● **TASK INSTRUCTIONS**:
Reproduce the lines below as a numbered list, skipping any blank lines and omitting the pictures.

● **PROVIDED RECORDS**:

* * * * * * *

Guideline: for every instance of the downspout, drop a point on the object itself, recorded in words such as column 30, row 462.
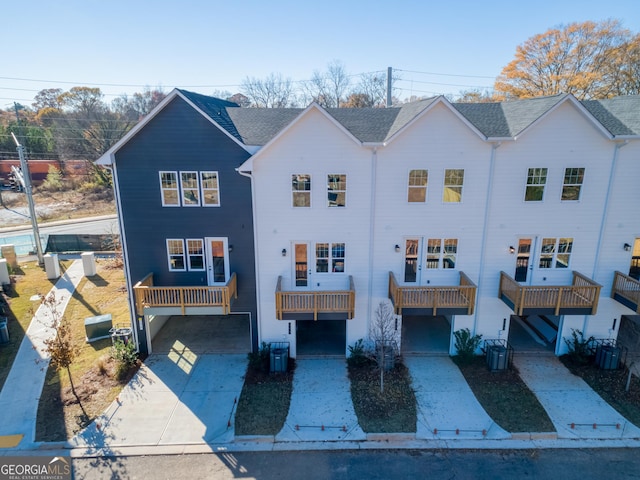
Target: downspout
column 485, row 231
column 605, row 211
column 372, row 216
column 255, row 254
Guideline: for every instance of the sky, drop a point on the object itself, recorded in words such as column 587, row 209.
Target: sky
column 125, row 46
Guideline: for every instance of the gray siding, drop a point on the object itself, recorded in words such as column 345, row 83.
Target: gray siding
column 180, row 139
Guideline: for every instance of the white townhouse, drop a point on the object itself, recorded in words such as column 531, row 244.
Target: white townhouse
column 504, row 218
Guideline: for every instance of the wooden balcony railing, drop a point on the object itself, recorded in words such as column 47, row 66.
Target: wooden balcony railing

* * * * * * *

● **ANSWER TO THE PROBLEM**:
1. Guideline: for every instance of the downspout, drop a point on the object itself, recorded in words such as column 30, row 462.
2. Target: downspout
3. column 485, row 231
4. column 605, row 211
5. column 372, row 216
6. column 255, row 254
7. Guideline: for every instance of the sky, drop a point on the object itself, recorded in words such as column 587, row 209.
8. Target: sky
9. column 125, row 46
10. Guideline: for every instance of the gray siding, drop a point on the object itself, recorded in words such as column 345, row 83.
11. Target: gray siding
12. column 180, row 139
13. Guideline: for every instance of the white townhouse, drop a point on the object itself, recorded in words such as column 531, row 244.
14. Target: white townhouse
15. column 504, row 218
16. Guideline: for every instance of the wooden balcony railing, drop a point on the object itself, recorded in words such as column 47, row 66.
17. Target: wooden balcony railing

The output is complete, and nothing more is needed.